Dataset content:
#####

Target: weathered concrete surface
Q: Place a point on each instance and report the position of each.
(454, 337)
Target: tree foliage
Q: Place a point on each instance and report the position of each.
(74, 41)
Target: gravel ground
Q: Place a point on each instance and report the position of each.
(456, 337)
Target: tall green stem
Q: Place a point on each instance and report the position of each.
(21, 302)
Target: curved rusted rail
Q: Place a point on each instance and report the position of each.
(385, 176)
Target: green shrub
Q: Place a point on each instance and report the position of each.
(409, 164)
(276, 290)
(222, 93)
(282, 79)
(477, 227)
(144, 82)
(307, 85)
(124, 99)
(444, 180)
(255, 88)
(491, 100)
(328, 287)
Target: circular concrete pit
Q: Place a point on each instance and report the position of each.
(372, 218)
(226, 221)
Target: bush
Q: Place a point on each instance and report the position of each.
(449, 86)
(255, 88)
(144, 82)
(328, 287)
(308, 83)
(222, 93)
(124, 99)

#####

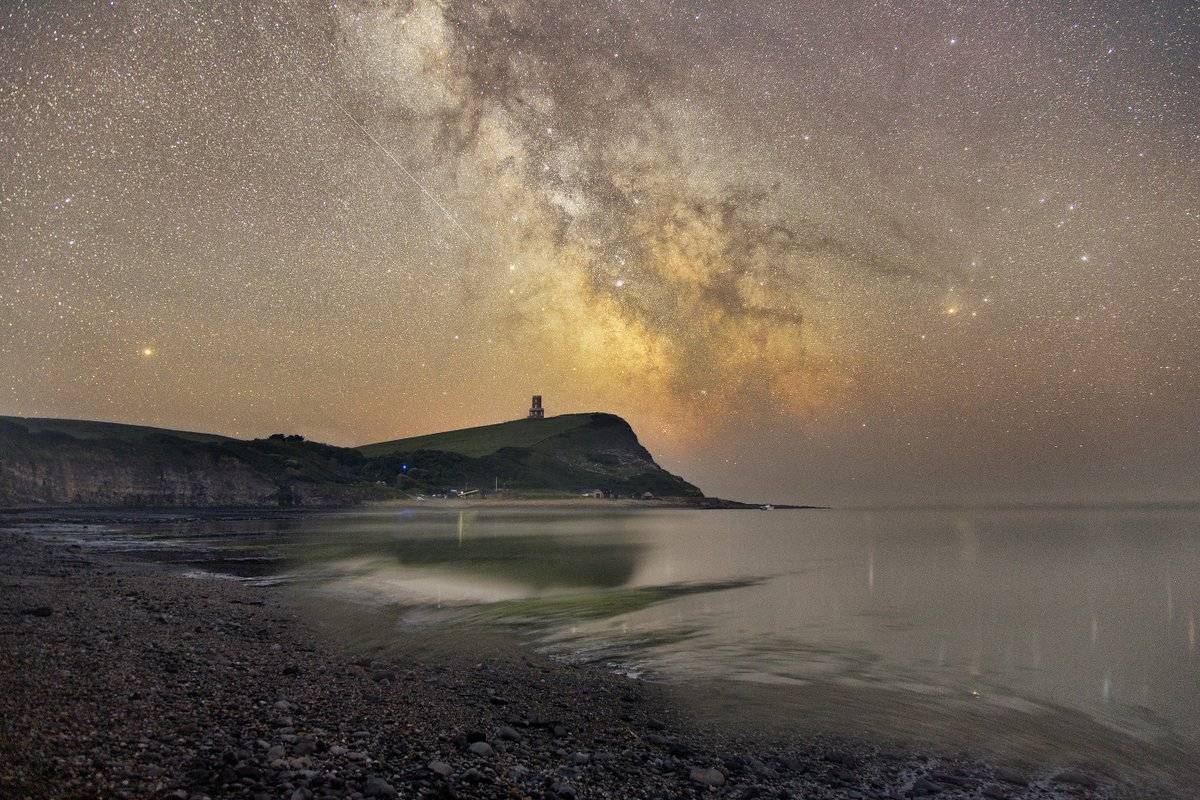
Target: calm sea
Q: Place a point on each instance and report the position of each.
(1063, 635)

#####

Your assignment: Would you please copy, word for word, everything above from the line containing "Target: weathered concrete surface" down to the line containing "Target: bush", those two lines included?

Output of the task:
Target: weathered concrete surface
Q: Place a point on each instance and report the position of each.
(454, 337)
Target: tree foliage
Q: Place a point on each instance and report the position of each.
(74, 41)
Target: gravel ground
Q: Place a point on each instance and report the position of each.
(456, 337)
Target: tall green stem
Q: Place a point on each instance and report the position of each.
(21, 302)
Target: curved rusted rail
Q: Place a point on each instance and report the position of each.
(385, 176)
Target: green shrub
Q: Place a point on each instance and report the position of each.
(409, 164)
(276, 290)
(222, 93)
(282, 79)
(477, 227)
(144, 82)
(307, 85)
(124, 99)
(444, 180)
(255, 88)
(491, 100)
(328, 287)
Target: circular concrete pit
Q: Place a point on each instance and report the position of each.
(372, 218)
(226, 221)
Target: bush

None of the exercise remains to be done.